• **WHAT IS NEEDED**
Start at the line that contains "Where can the snowmobile be" in the listing below and extract every line through the last, exactly; leave pictures out.

Location identification entries
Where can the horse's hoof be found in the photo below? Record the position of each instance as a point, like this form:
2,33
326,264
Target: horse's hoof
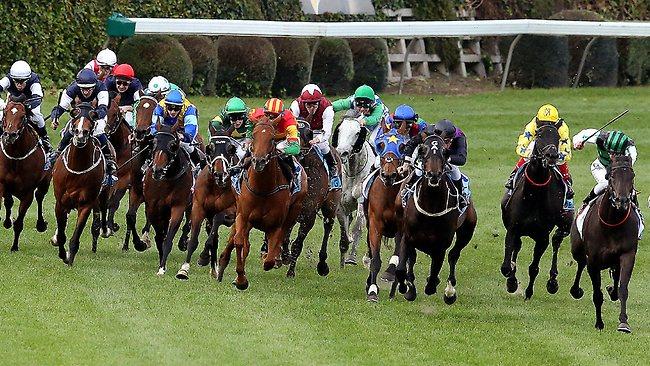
552,286
624,328
577,292
323,269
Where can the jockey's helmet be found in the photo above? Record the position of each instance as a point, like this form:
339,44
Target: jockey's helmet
548,113
106,57
20,70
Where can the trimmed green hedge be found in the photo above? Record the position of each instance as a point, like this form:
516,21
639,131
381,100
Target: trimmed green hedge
152,55
293,65
370,58
203,54
333,67
246,66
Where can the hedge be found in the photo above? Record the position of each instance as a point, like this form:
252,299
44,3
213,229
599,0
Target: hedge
203,54
370,58
152,55
293,65
333,68
246,66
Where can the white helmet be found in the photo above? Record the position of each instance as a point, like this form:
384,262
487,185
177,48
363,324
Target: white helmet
106,57
20,70
158,84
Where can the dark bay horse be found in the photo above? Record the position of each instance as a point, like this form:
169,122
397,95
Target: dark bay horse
167,189
319,199
609,240
379,207
533,209
213,200
431,218
21,168
77,177
265,203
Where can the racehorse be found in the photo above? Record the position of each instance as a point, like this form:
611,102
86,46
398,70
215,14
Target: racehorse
608,239
21,167
167,189
213,199
77,176
319,198
357,156
379,206
265,203
431,218
533,209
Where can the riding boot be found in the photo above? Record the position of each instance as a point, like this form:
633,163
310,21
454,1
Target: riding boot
335,180
52,156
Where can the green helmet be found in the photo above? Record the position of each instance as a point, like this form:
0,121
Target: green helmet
235,105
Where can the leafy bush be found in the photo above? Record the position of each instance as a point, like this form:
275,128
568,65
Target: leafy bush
370,58
246,66
333,67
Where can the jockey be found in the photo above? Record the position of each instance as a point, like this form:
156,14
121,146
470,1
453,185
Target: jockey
368,103
21,81
607,143
233,121
103,64
318,111
549,114
172,111
87,89
124,82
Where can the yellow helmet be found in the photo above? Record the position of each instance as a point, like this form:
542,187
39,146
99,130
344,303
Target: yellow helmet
548,113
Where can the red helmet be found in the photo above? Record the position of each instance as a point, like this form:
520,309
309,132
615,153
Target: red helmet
311,93
124,71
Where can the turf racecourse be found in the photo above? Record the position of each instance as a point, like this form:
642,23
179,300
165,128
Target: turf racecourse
111,308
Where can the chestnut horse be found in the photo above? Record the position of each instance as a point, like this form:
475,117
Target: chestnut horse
609,239
379,207
167,189
77,177
265,203
213,199
21,168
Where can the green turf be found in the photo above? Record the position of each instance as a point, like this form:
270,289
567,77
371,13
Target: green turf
111,308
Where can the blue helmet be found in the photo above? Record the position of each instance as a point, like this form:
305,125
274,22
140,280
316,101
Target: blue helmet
86,78
405,113
174,97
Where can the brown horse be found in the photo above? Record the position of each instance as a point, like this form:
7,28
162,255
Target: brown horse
609,239
431,218
320,199
379,206
265,203
167,189
77,177
213,199
21,168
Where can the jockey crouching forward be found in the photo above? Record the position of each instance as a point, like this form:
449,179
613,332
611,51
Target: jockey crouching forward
22,82
314,108
172,111
87,89
546,114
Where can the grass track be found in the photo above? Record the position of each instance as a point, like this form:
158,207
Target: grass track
110,308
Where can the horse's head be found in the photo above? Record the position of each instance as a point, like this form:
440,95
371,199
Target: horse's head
165,152
432,153
547,140
14,120
621,182
390,146
349,135
262,145
82,123
222,152
143,117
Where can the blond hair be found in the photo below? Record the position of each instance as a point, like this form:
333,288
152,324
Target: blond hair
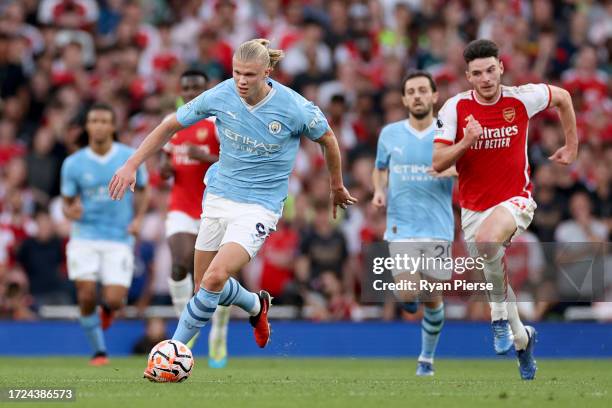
259,50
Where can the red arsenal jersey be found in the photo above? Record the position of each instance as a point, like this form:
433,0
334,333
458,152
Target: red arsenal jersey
496,167
188,188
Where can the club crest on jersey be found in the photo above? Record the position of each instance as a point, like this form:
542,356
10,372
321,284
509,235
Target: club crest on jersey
202,134
274,127
509,114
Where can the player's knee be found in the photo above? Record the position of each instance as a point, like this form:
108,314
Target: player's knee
179,271
114,303
86,299
487,243
216,276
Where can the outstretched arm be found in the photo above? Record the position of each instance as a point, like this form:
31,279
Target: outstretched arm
446,155
562,100
126,176
339,194
380,179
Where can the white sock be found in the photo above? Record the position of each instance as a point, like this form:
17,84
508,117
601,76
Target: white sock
256,307
180,292
495,274
518,330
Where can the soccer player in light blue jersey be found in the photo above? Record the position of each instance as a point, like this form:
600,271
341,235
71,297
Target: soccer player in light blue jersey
260,123
102,236
419,204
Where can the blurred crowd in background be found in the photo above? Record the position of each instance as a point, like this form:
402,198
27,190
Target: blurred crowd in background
348,56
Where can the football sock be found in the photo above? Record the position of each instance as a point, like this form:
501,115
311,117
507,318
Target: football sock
234,294
196,314
180,292
431,326
93,331
495,274
217,338
518,330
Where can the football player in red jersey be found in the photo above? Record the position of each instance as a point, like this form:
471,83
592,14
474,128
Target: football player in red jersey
484,133
186,157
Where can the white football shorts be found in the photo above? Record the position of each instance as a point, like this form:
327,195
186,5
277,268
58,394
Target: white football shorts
521,208
179,222
108,262
226,221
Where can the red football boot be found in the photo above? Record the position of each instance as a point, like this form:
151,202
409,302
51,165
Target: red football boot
261,327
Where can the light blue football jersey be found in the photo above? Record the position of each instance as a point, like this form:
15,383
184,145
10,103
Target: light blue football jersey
87,174
258,143
418,204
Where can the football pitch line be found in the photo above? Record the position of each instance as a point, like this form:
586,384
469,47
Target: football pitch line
316,383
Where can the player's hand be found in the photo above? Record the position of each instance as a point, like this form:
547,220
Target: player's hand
341,197
194,152
74,210
565,155
450,172
473,131
124,177
379,200
134,227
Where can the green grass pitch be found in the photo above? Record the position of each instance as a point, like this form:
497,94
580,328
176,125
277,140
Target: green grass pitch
372,383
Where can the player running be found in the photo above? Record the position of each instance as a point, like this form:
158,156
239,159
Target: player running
419,203
187,156
484,131
260,123
101,241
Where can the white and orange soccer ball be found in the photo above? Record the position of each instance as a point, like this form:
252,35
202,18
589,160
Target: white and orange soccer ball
169,361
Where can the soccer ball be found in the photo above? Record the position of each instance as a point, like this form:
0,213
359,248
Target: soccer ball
169,361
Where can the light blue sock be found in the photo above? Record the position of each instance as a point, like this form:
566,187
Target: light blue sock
196,314
431,326
234,294
93,331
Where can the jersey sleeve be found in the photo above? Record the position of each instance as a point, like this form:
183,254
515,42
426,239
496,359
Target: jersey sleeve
142,176
382,153
446,123
197,109
313,122
69,185
535,97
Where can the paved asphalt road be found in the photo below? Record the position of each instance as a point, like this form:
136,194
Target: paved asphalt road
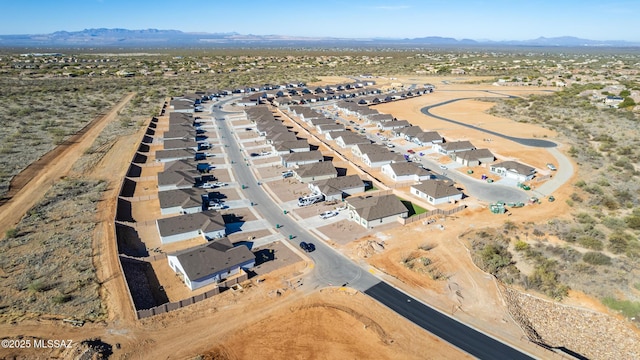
333,268
453,332
524,141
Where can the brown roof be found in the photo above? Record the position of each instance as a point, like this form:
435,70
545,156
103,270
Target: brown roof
322,168
339,184
213,257
185,198
206,221
303,156
377,207
437,188
457,145
515,167
407,168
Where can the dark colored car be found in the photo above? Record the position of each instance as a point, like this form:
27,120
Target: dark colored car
304,246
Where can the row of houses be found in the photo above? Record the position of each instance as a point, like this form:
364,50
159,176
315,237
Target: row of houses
184,206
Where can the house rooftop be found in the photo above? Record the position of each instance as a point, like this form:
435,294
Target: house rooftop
437,188
206,221
303,156
185,198
213,257
322,168
338,184
377,207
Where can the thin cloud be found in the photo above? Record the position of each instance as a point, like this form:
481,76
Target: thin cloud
392,7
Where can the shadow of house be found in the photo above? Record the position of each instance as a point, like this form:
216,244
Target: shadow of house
123,210
144,148
341,171
129,242
264,255
143,283
140,158
133,172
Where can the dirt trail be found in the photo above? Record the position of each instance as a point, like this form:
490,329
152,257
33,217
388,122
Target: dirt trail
34,181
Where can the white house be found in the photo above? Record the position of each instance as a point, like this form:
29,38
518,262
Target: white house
405,171
513,170
436,191
338,187
315,171
181,201
454,146
206,224
371,211
474,157
211,263
302,158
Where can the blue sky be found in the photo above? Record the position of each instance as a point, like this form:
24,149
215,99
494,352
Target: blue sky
472,19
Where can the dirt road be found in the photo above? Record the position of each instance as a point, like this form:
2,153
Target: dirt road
38,177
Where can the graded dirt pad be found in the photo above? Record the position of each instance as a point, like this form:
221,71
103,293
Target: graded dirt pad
324,326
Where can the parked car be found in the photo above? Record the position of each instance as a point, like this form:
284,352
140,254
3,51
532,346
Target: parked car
328,214
286,174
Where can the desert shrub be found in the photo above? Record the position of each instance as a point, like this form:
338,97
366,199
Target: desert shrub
584,218
614,223
37,286
619,242
521,245
61,299
627,308
596,258
575,197
590,242
545,279
633,221
11,233
494,257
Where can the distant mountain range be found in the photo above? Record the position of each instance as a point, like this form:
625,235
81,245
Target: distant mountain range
174,38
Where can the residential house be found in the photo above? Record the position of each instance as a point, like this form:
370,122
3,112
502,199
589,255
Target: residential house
437,192
286,147
379,159
316,171
175,154
393,125
474,157
405,171
338,187
207,224
302,158
181,201
428,138
371,211
513,170
453,147
347,141
211,263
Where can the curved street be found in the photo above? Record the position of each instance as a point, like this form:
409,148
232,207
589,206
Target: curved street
333,268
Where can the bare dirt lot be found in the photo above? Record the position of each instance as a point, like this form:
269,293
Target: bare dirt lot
272,320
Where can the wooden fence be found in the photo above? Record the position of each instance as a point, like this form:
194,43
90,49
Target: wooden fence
431,213
171,306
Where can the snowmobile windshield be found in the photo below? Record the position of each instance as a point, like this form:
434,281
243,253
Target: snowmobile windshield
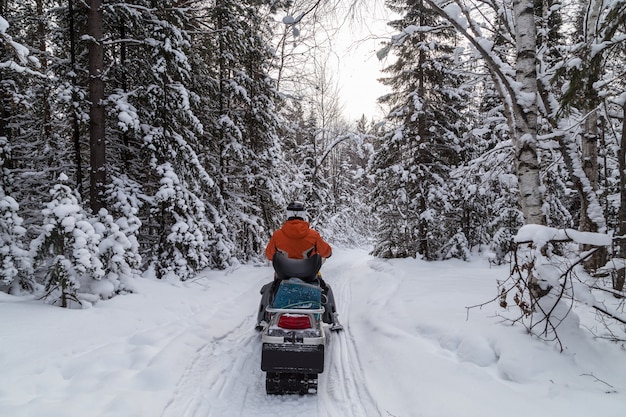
305,269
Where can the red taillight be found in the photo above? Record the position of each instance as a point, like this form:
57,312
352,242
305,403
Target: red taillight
294,322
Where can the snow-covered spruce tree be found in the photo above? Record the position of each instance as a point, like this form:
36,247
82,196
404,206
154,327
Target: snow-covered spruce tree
240,138
15,267
66,251
118,254
425,129
244,124
184,228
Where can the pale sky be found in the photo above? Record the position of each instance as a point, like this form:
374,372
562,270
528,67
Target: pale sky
358,67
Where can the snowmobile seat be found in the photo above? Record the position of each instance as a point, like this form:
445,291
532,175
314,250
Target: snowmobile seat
305,269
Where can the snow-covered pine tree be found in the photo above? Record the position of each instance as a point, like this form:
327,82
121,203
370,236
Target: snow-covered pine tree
66,250
15,266
242,122
423,142
184,228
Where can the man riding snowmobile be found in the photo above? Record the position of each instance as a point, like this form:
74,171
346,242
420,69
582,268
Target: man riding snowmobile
297,240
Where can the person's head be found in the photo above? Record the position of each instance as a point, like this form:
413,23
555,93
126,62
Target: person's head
295,210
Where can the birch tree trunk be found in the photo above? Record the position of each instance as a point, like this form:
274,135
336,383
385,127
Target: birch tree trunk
618,284
527,159
96,113
591,219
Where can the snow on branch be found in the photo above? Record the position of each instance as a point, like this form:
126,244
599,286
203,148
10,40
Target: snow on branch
541,235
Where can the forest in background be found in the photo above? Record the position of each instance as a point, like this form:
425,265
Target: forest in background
170,135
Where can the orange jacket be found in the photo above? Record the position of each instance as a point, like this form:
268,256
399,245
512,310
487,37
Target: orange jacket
298,241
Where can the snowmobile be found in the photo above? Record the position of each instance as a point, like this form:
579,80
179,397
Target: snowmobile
292,313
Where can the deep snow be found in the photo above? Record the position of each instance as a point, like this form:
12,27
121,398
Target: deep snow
410,348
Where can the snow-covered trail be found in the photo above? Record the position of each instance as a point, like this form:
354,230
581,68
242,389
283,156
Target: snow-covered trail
409,349
224,377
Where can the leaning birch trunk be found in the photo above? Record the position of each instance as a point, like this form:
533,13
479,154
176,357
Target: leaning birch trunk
527,159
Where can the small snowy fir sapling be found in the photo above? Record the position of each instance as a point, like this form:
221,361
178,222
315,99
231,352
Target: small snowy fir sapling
67,248
116,253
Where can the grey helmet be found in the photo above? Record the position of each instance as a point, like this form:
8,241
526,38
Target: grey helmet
295,210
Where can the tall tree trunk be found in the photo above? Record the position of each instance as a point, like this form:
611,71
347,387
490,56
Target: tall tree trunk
96,113
591,219
75,125
618,284
527,161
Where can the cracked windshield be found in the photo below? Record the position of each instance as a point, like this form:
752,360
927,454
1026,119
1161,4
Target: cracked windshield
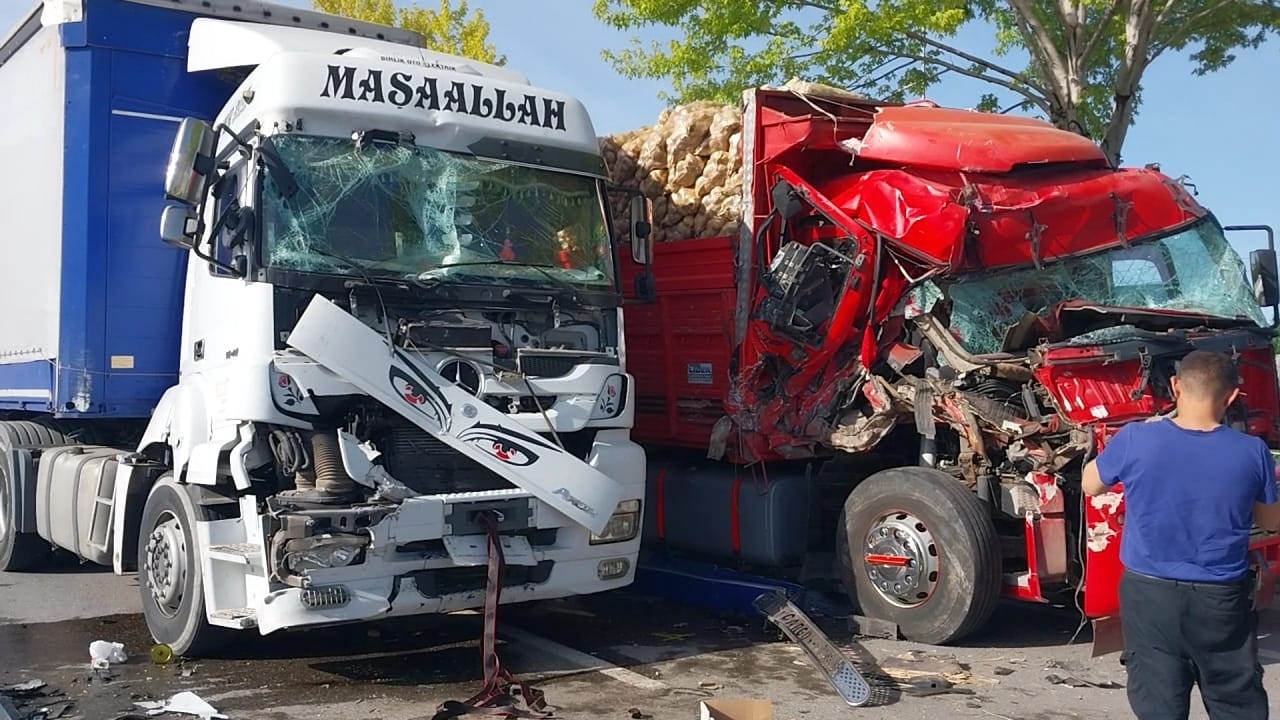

• **ANSWER TO THE TASK**
Where can the snowmobile be found in the photo above? Record the position of each instance as a point, like this form:
579,80
179,397
Target: snowmobile
292,313
Where can the deep snow be found in the photo above? Record the position of each instance as a point, like this form:
12,27
121,398
Target: deep snow
410,348
Where can the snow-covered trail be found in the photo above? Record the position of each instance as a point, like this form:
354,230
581,68
242,389
283,156
Target: snow-covered trail
409,349
224,377
Where can the leaning birch trunk be found in the photo above? Record the position of each instance as a point, like this form:
533,13
479,154
176,357
Target: leaning birch trunk
527,159
Where can the small snowy fir sapling be found in the photo above? Record the position of each instance as a point, like this form:
221,361
178,222
315,99
231,352
Target: small snowy fir sapling
67,248
116,253
Where can the grey helmet be found in the photo above? Record the position of each instance as a point, like this form:
8,241
526,38
Target: grey helmet
295,210
Where can the tall tree trunk be found in the photo above? Record the position of each instance as a point, like this form:
611,71
347,387
490,56
Target: tall tree trunk
96,113
591,219
75,125
618,284
527,161
Where can the cracked windshield be found in the photo below? Record the position of each instance as a point, like this form:
752,360
927,454
1026,119
1161,4
Target: cracked windshield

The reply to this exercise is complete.